◆ ACTIVITY ◆
How many lines of these records hold the string "windshield"? Reply with the number alone.

#### EXERCISE DATA ####

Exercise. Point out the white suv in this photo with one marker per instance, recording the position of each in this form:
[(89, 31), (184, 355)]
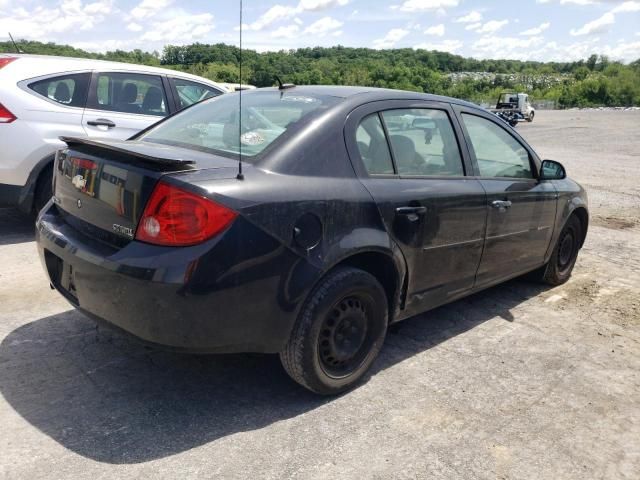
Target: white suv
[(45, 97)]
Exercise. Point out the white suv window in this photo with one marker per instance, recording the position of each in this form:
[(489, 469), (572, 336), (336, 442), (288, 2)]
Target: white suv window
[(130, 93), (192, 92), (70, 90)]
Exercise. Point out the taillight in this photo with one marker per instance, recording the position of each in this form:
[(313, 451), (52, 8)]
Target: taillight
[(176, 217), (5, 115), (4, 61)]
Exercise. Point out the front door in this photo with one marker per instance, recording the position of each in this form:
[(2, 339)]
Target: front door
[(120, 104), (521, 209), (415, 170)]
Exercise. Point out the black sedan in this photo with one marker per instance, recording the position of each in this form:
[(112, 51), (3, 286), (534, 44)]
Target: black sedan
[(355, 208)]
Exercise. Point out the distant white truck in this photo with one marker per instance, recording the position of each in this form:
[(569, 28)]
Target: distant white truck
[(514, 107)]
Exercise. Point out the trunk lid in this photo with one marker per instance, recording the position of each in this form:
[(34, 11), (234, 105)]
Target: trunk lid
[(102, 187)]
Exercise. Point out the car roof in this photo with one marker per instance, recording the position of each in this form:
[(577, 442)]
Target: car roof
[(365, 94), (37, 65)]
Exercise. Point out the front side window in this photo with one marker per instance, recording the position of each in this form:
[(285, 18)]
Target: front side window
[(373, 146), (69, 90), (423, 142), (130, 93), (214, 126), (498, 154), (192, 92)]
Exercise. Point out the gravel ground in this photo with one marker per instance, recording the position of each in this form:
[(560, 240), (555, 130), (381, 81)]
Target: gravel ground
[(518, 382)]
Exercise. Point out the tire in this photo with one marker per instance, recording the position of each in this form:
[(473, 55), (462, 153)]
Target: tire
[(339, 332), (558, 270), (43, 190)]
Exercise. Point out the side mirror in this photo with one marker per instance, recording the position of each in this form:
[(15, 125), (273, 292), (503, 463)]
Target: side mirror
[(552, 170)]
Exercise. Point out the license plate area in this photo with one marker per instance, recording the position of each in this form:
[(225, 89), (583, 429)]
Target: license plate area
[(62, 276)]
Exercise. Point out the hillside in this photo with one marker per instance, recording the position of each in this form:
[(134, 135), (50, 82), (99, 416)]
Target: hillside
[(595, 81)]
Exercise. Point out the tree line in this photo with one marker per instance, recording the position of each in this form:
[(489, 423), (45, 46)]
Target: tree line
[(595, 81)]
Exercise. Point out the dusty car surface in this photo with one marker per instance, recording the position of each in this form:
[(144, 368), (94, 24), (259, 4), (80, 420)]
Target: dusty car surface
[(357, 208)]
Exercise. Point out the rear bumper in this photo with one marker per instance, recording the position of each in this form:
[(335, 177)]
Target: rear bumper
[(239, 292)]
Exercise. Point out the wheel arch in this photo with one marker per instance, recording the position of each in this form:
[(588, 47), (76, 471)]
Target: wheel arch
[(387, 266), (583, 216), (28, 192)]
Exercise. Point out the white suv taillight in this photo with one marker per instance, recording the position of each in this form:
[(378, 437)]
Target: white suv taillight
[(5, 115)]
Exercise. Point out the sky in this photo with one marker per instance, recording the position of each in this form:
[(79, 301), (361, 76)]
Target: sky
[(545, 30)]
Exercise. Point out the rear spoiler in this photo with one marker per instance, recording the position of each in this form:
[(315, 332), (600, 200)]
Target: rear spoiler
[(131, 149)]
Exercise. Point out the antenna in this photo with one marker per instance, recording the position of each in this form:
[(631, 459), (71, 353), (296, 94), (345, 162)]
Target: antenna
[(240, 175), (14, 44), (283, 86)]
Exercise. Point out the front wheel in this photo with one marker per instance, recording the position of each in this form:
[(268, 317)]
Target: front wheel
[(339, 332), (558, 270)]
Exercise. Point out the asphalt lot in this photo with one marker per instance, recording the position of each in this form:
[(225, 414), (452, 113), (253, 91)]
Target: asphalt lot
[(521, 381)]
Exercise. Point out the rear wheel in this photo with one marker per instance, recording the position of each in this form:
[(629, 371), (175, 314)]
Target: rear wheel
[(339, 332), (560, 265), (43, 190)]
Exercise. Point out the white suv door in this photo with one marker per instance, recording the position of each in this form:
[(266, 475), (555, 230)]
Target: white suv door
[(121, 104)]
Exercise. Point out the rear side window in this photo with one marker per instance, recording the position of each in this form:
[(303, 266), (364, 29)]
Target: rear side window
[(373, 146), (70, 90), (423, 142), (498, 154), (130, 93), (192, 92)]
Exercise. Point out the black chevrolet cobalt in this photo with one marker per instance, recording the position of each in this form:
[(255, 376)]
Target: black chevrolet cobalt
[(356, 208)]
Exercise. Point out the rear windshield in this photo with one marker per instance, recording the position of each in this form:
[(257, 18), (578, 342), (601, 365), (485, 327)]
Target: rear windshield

####

◆ EXERCISE SOLUTION ◆
2